"""

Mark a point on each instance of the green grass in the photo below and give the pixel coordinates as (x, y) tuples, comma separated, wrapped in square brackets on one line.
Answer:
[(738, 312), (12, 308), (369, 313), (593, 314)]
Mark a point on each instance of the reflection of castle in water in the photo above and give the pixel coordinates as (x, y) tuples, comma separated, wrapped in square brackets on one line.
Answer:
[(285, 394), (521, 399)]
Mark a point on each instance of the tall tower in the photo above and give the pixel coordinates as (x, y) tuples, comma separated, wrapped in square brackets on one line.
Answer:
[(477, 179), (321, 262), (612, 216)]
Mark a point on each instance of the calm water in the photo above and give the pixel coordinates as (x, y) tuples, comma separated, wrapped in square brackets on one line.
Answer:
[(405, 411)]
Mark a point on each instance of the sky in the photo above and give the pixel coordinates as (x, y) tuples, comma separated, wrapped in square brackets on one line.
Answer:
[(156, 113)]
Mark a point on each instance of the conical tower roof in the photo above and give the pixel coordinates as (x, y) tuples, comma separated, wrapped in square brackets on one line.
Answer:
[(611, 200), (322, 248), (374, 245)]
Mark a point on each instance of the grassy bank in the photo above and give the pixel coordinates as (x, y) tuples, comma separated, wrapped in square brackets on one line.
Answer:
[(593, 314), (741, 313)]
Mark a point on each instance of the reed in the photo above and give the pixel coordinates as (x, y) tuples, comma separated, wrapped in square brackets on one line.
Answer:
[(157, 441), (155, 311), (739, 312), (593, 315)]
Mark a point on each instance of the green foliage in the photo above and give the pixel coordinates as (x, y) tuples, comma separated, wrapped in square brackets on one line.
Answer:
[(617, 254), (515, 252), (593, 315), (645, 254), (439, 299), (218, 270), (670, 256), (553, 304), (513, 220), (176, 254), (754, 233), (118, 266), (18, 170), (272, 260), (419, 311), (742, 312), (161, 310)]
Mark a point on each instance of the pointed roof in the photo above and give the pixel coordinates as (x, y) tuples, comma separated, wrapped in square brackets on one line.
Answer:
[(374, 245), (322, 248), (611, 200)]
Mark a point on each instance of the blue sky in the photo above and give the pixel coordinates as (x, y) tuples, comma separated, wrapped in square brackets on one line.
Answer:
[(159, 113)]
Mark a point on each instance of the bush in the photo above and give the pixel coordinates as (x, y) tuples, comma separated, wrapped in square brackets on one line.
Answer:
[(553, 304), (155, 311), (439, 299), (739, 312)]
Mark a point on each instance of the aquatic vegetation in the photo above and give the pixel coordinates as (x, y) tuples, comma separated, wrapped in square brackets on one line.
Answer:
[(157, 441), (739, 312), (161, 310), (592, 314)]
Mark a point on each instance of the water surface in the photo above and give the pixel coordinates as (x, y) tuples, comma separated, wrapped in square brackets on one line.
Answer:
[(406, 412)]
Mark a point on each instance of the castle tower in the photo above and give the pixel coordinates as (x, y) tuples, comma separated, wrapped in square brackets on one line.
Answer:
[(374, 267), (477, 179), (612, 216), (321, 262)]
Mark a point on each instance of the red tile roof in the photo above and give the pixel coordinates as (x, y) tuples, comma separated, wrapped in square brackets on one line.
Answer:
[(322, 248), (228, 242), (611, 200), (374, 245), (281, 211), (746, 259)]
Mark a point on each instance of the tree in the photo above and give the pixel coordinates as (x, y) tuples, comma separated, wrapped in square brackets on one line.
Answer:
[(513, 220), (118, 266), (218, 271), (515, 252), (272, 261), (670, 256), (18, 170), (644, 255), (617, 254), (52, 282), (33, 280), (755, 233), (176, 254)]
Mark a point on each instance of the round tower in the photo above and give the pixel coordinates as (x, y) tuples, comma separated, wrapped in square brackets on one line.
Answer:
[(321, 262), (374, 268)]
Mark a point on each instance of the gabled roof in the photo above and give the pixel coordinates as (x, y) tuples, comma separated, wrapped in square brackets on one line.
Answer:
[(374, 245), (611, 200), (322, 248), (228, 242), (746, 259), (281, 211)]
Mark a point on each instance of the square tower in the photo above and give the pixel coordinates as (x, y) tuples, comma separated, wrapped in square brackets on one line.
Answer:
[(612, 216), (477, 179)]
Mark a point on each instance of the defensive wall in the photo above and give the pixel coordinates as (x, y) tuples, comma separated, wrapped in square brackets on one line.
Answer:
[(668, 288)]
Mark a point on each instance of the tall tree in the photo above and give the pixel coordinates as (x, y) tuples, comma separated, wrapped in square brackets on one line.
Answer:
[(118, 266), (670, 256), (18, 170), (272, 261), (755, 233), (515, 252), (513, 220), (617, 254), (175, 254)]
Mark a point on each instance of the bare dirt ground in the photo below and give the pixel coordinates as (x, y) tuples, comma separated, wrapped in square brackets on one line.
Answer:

"""
"""

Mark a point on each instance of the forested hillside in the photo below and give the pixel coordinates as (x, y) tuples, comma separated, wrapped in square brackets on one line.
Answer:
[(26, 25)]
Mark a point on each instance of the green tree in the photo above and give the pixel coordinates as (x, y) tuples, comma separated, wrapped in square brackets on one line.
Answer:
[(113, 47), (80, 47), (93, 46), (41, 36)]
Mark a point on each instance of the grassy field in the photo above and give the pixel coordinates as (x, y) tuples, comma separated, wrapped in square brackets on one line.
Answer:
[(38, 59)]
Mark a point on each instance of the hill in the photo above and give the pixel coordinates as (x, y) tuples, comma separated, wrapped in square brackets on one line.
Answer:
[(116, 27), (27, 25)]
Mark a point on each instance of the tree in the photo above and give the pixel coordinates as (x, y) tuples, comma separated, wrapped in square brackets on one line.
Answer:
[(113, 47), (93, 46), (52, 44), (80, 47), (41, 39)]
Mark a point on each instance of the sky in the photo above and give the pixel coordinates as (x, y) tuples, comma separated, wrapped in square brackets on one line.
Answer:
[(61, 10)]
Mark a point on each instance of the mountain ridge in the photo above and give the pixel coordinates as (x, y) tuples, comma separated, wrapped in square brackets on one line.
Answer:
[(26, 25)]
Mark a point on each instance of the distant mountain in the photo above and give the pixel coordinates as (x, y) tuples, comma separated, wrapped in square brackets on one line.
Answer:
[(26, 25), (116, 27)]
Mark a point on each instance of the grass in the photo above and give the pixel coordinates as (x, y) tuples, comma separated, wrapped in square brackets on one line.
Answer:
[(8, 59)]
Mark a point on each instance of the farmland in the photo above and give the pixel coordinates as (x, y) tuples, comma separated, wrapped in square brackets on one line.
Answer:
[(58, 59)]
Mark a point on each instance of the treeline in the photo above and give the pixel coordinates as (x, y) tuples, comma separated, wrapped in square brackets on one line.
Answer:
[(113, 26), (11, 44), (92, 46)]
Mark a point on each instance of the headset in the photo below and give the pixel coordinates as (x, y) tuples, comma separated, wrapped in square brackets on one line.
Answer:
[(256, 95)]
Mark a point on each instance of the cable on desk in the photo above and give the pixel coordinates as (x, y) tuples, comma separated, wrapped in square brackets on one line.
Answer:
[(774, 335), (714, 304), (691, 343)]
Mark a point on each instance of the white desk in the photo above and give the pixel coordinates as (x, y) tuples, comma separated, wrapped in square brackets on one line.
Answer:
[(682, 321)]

"""

Could you give the entries again, starting with the line with "Mark a point on each instance of the bush" and going on through the line with "259), (281, 211)]", but with "pixel coordinates" replaced by "image coordinates" and everything else unchanged?

| ANSWER IN FULL |
Mark a point on each instance of the bush in the photo above and give the image coordinates as (x, y) tuples, comma separated, wrapped in square brackets on one line.
Answer:
[(553, 304), (155, 311), (439, 299), (739, 312)]
Mark a point on each instance of the aquatic vegetation in the photo above and give the image coordinates as (x, y) tuples, comma separated, wrapped in square brackets on one line.
Answer:
[(157, 441), (739, 312), (161, 310), (592, 314)]
Mark a point on each instance of the water surface in the photo above and give the image coordinates as (x, y) tuples, comma separated, wrapped in square brackets on one line.
Answer:
[(406, 412)]
Mark a point on each instance of the castle tower in the photo above and give the image coordinates as (x, y) tuples, comma separated, wrapped in square brackets on one line.
Answer:
[(374, 267), (477, 179), (612, 216), (321, 262)]
Mark a point on each instance of the red tile roof in the photo above and give the image coordinates as (x, y) tuples, comma separated, wrapped in square brackets on one line.
Answer:
[(322, 248), (228, 242), (611, 200), (374, 245), (281, 211), (746, 259)]
Mark a point on each instance of the tree in the photo above and give the image coordinates as (x, y) tuples, comma separated, wrapped in square brackets on one line.
Answer:
[(513, 220), (118, 266), (218, 271), (515, 252), (272, 261), (670, 256), (18, 170), (644, 255), (617, 254), (52, 282), (33, 280), (755, 233), (176, 254)]
Mark a point on each instance of the round tower in the photo above and give the image coordinates as (x, y) tuples, comma separated, wrapped in square brackets on one line.
Answer:
[(321, 262), (374, 268)]
Mark a point on each instance of the gabled roof in the photo above and give the image coordinates as (x, y) tuples, comma separated, wrapped in square brackets on one line.
Answer:
[(374, 245), (611, 200), (322, 248), (228, 242), (746, 259), (281, 211)]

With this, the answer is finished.